STATED PROBLEM A. Reproduce word for word the portion of the transcript that begins at the words "You know, I've" and ends after the words "She's an amateur.".
STATED PROBLEM B. According to the transcript, which tools does Sarah say Maggie should have instead of the saw? Name every one.
STATED PROBLEM C. Extend the transcript of the discussion between Sarah and Mark, beginning directly after its final line.

Zane and the art of coffee cup maintenance. Just

Sarah:

misery, that's

Mark:

what Coffee they're cart maintenance.

Sarah:

Coffee cart maintenance. When they serve the warrant on Maggie's house, there's a song. Did you notice the song playing? No. What?

Sarah:

It's a Candyman song.

Mark:

Oh, yes. That Candyman's.

Sarah:

And it is bizarre. It is. It's not Candyman, can. A different song about Candyman and it is weird.

Mark:

I thought it was Candyman like druggy drug Candyman.

Sarah:

I don't know if it's like Candyman don't say his name in front of a mirror three times, Candyman, because it's real evil sounding. It's not a fun song. If you didn't notice it, just go back to the scene where they serve the warrant on Maggie's house and do the search. Yeah. You put put the subtitles on.

Mark:

It's a weird song. It is very strange.

Sarah:

I'm sure it's in the credits. I didn't look to see if it recorded it. It's so weird. Christian drops

Mark:

a famous five reference here.

Sarah:

Yeah. Because of the code. Yep. And the fossil is in Jake's man shed. His So,

Mark:

okay. So this fossil is

Sarah:

Where Maggie has so poorly hidden it. Maggie's the killer by

Mark:

the way. Okay. So there is a rock. Okay? Now, Maggie has killed this man and put him under a tarp and hidden.

Sarah:

Yes.

Mark:

There is a storm coming.

Sarah:

Yes. Okay. And the corpse is washed into the crick.

Mark:

I don't really care about the corpse, that kind of works. What doesn't work is the saw. Okay? That saw either has to be gas powered or electric.

Sarah:

I don't think there are batteries in existence that would be strong enough for that kind of a stone saw like that to be Okay. Battery operated.

Mark:

Okay. So It could be. It's a gas run saw. Mhmm. That makes that noise.

Sarah:

Doug would definitely hear it.

Mark:

Yep.

Sarah:

If he can see her with binoculars Yeah. He could hear that for sure.

Mark:

Okay. Second of all, I like went through them, like I even drew a little picture of how do you cut that out

Sarah:

How do you get the back?

Mark:

With that saw. Like, it was weird. You don't get a square like that.

Sarah:

Well, you do if it's exposed on one side, I guess.

Mark:

I guess? Maggie wasn't the strongest woman.

Sarah:

What's she doing with that saw?

Mark:

Don't care. What is she well, okay.

Sarah:

She should have a little pick and a little brush Okay. And a shovel.

Mark:

I'm listeners.

Sarah:

She's in the quarry. Maybe it's always there.

Mark:

You know, I've I've started writing serialized novels, one of which has archaeology stuff in it. This is not how you run a dig. She is by herself.

Sarah:

She's an amateur.

Mark:

Even if she's an amateur, where did she get that $5,000 saw?

RECORD EXTRACTS.

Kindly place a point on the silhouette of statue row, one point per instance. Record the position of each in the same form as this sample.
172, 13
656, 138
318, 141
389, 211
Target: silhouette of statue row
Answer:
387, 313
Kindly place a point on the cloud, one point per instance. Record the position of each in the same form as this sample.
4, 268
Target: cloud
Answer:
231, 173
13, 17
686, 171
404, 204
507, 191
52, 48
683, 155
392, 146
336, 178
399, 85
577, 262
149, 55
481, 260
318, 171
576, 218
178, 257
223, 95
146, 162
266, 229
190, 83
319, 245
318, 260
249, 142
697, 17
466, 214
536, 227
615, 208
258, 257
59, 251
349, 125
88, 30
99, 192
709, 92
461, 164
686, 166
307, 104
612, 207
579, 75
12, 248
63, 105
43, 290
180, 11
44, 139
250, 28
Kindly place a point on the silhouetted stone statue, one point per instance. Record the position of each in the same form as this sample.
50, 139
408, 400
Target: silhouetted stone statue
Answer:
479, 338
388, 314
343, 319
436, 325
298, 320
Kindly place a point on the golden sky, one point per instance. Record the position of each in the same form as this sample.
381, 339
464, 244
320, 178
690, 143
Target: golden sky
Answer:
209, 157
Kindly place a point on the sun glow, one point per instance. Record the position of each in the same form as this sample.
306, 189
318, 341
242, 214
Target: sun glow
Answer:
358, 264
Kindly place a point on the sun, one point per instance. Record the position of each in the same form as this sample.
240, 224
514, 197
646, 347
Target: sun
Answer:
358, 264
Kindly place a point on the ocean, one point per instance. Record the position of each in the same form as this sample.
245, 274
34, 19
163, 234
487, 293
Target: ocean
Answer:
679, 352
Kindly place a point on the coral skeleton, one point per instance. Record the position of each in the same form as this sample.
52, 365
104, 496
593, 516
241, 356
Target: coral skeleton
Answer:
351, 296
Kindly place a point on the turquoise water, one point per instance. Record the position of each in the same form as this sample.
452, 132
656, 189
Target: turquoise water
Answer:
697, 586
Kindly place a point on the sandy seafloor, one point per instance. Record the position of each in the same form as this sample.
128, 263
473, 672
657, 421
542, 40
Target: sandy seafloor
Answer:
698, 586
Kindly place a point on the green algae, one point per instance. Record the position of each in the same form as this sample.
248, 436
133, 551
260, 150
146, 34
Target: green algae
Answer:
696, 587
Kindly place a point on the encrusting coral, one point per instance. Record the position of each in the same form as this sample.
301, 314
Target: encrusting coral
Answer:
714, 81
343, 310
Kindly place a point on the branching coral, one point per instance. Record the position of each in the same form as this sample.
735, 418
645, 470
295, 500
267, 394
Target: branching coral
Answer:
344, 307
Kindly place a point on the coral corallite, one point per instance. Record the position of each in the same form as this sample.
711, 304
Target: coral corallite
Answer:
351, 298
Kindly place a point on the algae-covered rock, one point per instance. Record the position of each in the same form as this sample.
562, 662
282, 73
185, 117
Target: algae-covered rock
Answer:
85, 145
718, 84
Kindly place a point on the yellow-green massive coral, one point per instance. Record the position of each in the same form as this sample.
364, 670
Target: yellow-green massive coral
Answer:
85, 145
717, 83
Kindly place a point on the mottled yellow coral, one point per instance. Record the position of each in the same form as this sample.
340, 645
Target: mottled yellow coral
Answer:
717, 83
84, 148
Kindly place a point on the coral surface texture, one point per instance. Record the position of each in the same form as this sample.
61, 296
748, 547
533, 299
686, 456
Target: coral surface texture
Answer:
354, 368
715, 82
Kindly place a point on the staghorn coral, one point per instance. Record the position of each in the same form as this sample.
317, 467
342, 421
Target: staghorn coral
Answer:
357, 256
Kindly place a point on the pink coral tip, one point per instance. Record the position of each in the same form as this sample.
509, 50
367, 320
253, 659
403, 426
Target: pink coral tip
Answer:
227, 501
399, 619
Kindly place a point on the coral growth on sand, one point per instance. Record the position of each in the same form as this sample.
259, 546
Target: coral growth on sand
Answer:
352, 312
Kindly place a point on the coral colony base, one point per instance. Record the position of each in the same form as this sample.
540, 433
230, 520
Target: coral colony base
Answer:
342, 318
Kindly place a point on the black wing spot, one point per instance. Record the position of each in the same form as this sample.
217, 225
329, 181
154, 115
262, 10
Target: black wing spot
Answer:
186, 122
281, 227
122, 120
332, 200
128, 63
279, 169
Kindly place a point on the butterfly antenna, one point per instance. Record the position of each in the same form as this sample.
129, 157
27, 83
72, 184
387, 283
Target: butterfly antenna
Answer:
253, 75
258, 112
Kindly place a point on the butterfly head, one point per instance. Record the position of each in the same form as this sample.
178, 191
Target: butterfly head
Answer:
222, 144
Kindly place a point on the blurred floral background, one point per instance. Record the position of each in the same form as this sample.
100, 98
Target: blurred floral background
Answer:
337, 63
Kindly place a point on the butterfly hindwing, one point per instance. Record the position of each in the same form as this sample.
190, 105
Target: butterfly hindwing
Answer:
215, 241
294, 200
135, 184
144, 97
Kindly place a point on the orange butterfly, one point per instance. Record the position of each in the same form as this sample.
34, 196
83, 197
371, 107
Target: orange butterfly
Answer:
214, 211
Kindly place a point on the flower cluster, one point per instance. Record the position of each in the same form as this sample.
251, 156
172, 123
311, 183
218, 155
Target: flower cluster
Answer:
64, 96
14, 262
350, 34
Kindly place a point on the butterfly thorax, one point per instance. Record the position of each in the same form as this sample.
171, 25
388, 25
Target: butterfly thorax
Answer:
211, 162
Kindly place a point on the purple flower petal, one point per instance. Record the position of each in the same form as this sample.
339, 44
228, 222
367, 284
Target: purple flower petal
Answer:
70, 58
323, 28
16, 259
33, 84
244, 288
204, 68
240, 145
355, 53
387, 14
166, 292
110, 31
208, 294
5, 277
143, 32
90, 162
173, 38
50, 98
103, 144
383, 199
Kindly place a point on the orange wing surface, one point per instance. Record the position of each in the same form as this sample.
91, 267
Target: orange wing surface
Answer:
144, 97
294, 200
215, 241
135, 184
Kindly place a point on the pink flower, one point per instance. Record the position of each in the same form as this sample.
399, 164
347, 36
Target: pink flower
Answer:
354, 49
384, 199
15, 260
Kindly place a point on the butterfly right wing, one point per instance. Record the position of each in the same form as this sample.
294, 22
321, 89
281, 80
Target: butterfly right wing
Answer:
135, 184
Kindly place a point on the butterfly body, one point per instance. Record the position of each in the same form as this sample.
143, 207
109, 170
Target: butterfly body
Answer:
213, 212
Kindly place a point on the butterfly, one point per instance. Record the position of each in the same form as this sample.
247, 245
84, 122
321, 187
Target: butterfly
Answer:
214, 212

==

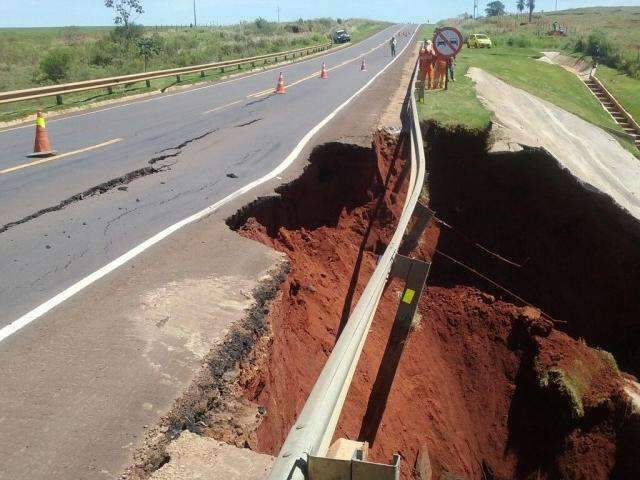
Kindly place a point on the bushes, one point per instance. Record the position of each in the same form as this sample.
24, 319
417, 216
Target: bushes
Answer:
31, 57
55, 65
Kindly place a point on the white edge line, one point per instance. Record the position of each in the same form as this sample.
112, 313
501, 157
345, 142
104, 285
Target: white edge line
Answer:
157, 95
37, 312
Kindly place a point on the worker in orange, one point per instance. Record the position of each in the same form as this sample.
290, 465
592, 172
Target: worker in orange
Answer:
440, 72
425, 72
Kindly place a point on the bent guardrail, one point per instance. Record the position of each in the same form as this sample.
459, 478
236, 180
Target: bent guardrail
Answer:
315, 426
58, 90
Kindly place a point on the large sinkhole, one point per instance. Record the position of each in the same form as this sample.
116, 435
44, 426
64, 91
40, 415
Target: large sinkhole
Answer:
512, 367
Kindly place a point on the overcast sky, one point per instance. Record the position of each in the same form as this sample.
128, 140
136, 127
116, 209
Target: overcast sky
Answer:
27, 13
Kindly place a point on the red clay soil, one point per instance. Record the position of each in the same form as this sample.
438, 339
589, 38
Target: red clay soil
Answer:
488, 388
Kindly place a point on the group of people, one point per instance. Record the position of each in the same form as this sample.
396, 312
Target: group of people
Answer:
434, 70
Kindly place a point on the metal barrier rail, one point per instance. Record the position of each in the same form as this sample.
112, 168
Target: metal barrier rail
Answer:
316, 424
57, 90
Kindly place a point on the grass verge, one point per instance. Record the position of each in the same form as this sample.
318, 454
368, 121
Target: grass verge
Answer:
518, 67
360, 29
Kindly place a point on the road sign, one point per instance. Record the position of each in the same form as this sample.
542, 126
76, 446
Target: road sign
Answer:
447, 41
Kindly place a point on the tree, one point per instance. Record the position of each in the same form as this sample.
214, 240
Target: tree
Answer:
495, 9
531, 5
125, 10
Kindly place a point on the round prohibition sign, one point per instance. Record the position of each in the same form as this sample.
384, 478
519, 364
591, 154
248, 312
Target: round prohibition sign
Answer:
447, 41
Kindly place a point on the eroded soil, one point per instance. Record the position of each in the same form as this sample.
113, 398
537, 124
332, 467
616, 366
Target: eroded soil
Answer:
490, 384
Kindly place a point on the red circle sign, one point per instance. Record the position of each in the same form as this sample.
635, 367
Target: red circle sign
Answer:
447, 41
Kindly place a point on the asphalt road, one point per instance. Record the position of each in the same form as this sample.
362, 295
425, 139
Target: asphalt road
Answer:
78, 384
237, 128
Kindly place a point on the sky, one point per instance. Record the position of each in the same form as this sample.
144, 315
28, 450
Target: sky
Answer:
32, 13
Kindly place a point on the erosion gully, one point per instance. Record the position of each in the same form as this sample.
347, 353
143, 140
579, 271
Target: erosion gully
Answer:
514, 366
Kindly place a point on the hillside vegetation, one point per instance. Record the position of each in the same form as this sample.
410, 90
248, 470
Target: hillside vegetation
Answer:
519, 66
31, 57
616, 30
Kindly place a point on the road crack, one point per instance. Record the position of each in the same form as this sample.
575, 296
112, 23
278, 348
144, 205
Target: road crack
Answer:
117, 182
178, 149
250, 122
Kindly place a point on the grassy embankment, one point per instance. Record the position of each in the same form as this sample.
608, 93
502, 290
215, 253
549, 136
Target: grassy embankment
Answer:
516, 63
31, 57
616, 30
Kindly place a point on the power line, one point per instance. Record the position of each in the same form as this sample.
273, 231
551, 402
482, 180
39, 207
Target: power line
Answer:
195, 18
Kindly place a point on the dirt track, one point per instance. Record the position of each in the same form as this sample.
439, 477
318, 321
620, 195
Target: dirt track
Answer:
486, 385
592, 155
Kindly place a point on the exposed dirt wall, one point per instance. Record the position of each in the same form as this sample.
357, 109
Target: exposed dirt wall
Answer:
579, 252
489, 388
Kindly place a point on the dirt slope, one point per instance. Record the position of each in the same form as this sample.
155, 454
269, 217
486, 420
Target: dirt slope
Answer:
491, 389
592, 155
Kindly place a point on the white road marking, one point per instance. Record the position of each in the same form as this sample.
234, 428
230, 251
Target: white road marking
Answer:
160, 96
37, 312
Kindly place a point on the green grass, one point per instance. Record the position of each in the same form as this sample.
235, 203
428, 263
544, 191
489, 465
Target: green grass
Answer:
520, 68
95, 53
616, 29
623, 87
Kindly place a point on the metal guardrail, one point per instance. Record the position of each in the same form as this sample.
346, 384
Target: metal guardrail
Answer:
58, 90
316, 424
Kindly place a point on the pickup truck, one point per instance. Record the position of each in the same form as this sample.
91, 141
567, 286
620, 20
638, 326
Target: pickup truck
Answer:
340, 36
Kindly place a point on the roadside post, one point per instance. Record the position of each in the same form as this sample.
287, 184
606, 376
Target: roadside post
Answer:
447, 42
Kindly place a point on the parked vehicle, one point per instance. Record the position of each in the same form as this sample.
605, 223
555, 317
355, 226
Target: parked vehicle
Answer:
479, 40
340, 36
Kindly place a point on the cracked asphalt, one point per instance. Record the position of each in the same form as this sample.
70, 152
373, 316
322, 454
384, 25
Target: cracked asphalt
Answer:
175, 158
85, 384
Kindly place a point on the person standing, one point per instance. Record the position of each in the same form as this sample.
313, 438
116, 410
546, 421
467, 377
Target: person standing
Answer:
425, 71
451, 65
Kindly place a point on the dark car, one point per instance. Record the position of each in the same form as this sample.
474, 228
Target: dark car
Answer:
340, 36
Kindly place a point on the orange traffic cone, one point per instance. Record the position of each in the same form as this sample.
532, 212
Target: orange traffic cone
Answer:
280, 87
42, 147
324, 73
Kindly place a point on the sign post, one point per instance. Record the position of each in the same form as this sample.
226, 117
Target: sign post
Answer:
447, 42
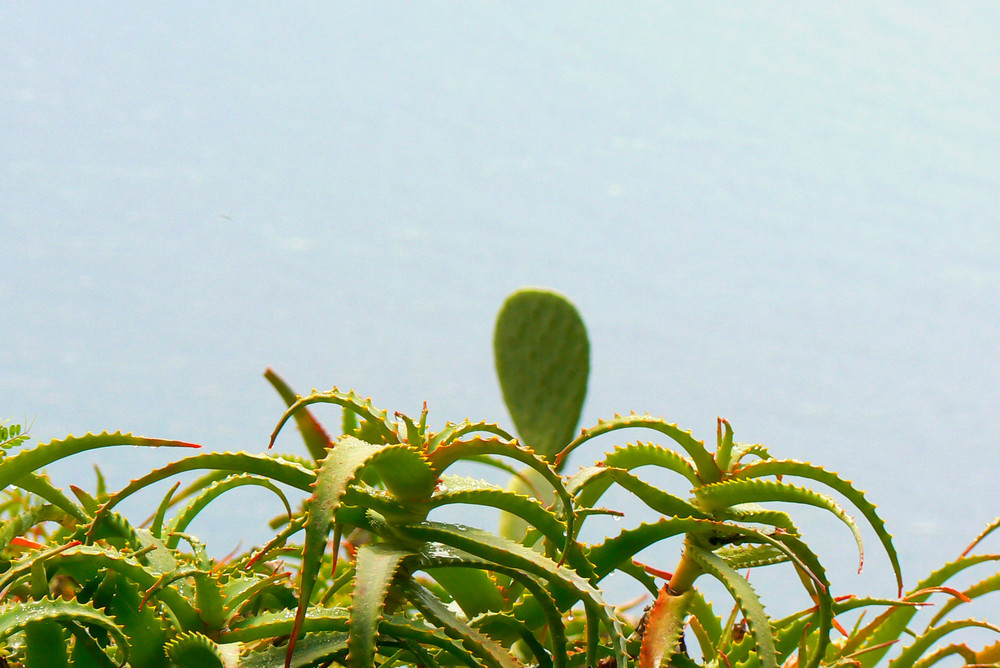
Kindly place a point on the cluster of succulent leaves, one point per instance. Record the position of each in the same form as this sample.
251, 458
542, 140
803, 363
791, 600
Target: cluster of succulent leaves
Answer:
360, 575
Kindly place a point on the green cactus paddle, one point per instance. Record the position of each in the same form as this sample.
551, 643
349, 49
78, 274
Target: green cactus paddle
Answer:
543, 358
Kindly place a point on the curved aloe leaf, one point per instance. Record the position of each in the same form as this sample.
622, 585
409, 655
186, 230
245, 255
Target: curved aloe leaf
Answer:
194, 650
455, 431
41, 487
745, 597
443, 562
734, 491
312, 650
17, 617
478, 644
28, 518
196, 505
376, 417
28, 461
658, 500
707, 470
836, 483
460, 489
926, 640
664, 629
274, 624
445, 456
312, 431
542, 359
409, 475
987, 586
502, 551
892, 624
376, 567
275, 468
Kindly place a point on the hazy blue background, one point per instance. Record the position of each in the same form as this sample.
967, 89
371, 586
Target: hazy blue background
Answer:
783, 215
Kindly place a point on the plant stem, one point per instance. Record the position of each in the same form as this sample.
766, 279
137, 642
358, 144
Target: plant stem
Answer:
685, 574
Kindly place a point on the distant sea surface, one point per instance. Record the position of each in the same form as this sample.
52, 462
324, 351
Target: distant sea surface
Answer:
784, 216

TASK RESPONSE A.
You know, I've I've started writing serialized novels, one of which has archaeology stuff in it. This is not how you run a dig. She is by herself.

Sarah:

She's an amateur.

TASK RESPONSE B.
- a little pick
- a little brush
- a shovel

TASK RESPONSE C.
Sarah:

Jake steps in. I'm down there sometimes, but not recently. And then steps away again.

Mark:

Not recently. Did he bring the saw?

Sarah:

I guess. He's he's got some saws in his man shed.

Mark:

I guess. Maybe?

Sarah:

She puts the fossil in the shed. She hides it very poorly.

Mark:

The thing they do get right about academics is whenever they go to dig sites, they have walking poles.

Sarah:

Mhmm. And they wear nice shoes. Yeah. I really should have run this episode past our friend who's an actual paleontologist and asked her what she thought, but she probably would have just guffawed.

Mark:

Yes.

Sarah:

And said that's not how it works. Not how that works, that's not how that works, that doesn't work like that. No no no no no no no no no. No. Jake has fossil fever.

Sarah:

He loses it. Just grabs Maggie and goes, where's the fossil? I need the fossil. Where does he think he's gonna sell that thing?

Mark:

Don't know.

Sarah:

If this is such a big deal in New Zealand, he's just gonna like, is he gonna take it down to the antique mall where the guy's got all the stuffed ferrets and sell it to him and get $10 for it? No. What's he gonna do? I mean, why is he so desperate for cash? He lives for free.

Mark:

I don't know.

Sarah:

Does he need to get away from Rowena? Is that what he's desperate to do?

Mark:

Well, this is where we find out Rowena actually only spent four months in Bloomington. Yeah. My first question was, where'd she live?

Sarah:

I just don't get how she how so Jake talked to Maggie online first. Yeah. Is he actually into paleontology or was he in on the, like, the worst get rich quick scheme?

Mark:

He's into paleontology, getting rich quick, and meeting ladies who are educated in America.

Sarah:

Hot creationists?

Mark:

Hot creationists.

Sarah:

That's a bucket.

Mark:

It it it is.

Sarah:

I just don't know what his motivation is. Like, if he wanted money, there's a lot of better ways to get it. Yeah. And he wouldn't have to be engaged to somebody he

Mark:

doesn't don't know really why he needs the money so desperately.

Sarah:

Enough to like manhandle an older lady.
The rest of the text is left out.